EXCERPTED PASSAGE:

* start *

Alaska permits a simplified dissolution of marriage when the spouses jointly file on ground of incompatibility of temperament under these conditions:

> 1) if the wife is pregnant or there are minor children, the spouses have agreed on custody, visitation and support for the minor children, in particular a) whether these payments are to be made through the state support enforcement agency and b) the tax consequences of the agreement regarding the children;

> 2) the spouses have agreed to the distribution of all jointly owned property, including retirement benefits, and the payment of spousal support, if any, and the tax consequences of the payments, (and this arrangement is "fair and just");

> 3) the spouses have agreed to the payment of all debts incurred individually or jointly, and the payment of all future obligations incurred jointly.

An individual spouse may petition for dissolution of marriage on the ground of incompatibility of temperament under these conditions: when he or she cannot ascertain his or her spouse’s position on "the dissolution of their marriage, the division of property, obligations, custody, support, custody and visitation of children" a) "because the whereabouts of the other spouse is unknown to the petitioning spouse" and b) "the other spouse cannot be personally serviced with process inside or outside the state."

Filing for a dissolution does not preclude filing for a divorce.

When a husband and wife file jointly to dissolve a marriage without children, they must complete the following forms:

> A Petition for Dissolution of Marriage, DR-100, which asks the court to end the marriage on grounds of irredeemable breakdown and spells out the terms and conditions of the marital settlement of assets and liabilities;

> An Information Sheet, DR-314, which identifies the parties in the action;

> A Certificate of Divorce, Dissolution of Marriage or Annulment, VS-401, which records the action for the Bureau of Vital Statistics and which must be obtained from the court.

When these forms are filed with the clerk of the court, he or she schedules a hearing at least 30 days after the date of filing. At least one spouse must attend the hearing, but it is preferred that both spouses attend. If one spouse does not attend, he or she must complete an Appearance and Waiver of Hearing, DR-110, in which he or she waives his or her right to appear.

In some court locations, the hearing is held before a Superior Court Master, who makes recommendations to a judge and he or she later signs the decree.

The execution of any agreements within the petition are the responsibility of the spouses, not the court.

When a husband and wife file jointly to dissolve a marriage with children, they must complete a Petition for Dissolution of Marriage, DR-105, which varies depending upon whether the action is filed in Anchorage, Fairbanks or elsewhere in Alaska.

Before the spouses may file, however, they must view a video entitled Listen to the Children, which deals with the impact of a failed marriage on children. After viewing the video the spouses are given a Certificate of Completion, which must be filed with other divorce papers in the clerk’s office.

The Petition for Dissolution of Marriage, DR-105, also contains a form DR-306, when parents seek joint custody. A form DR-307 is used for "divided" custody or a form DR-308 may be attached for "hybrid" custody.

* end *

PROVIDED DATA:
* start *

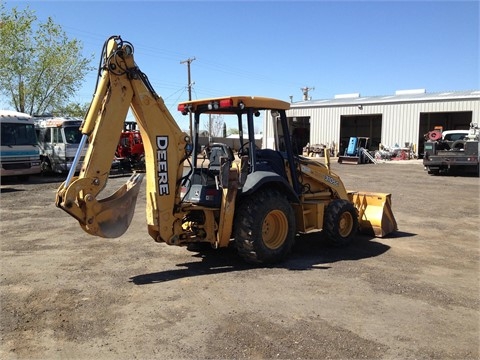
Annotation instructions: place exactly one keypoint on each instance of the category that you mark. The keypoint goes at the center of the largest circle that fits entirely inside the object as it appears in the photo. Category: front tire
(264, 228)
(341, 222)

* end *

REQUIREMENTS:
**A)** Write out the part of the Alaska dissolution passage from "Before the spouses" to "the clerk’s office.".
**B)** Continue the passage on Alaska marriage dissolution from where it stops.
The lines come from a separate source and are unrelated to the Alaska dissolution passage.

RESULTS OF THE EXERCISE:
**A)**
Before the spouses may file, however, they must view a video entitled Listen to the Children, which deals with the impact of a failed marriage on children. After viewing the video the spouses are given a Certificate of Completion, which must be filed with other divorce papers in the clerk’s office.

**B)**
When a husband and wife file jointly to dissolve a marriage with children, both spouses normally attend the hearing, but if this is a hardship, the absent spouse must complete an Appearance and Waiver of Hearing, DR-110, in which he or she waives his or her right to appear.

In addition, the couple must also complete An Information Sheet, DR-314, which identifies the parties; a Certificate of Divorce, Dissolution of Marriage or Annulment, VS-401, for the Bureau of Vital Statistics as well as a Shared Custody Child Support Calculation form, DR-306, which shows the amount the parents contribute to the support of minor children. Normally the couple read a pamphlet, Information about CSSD, DR-316, which describes the workings of the agency, and then complete an Application for CSSD Services, DR-315, by which the state agency enforces a support order.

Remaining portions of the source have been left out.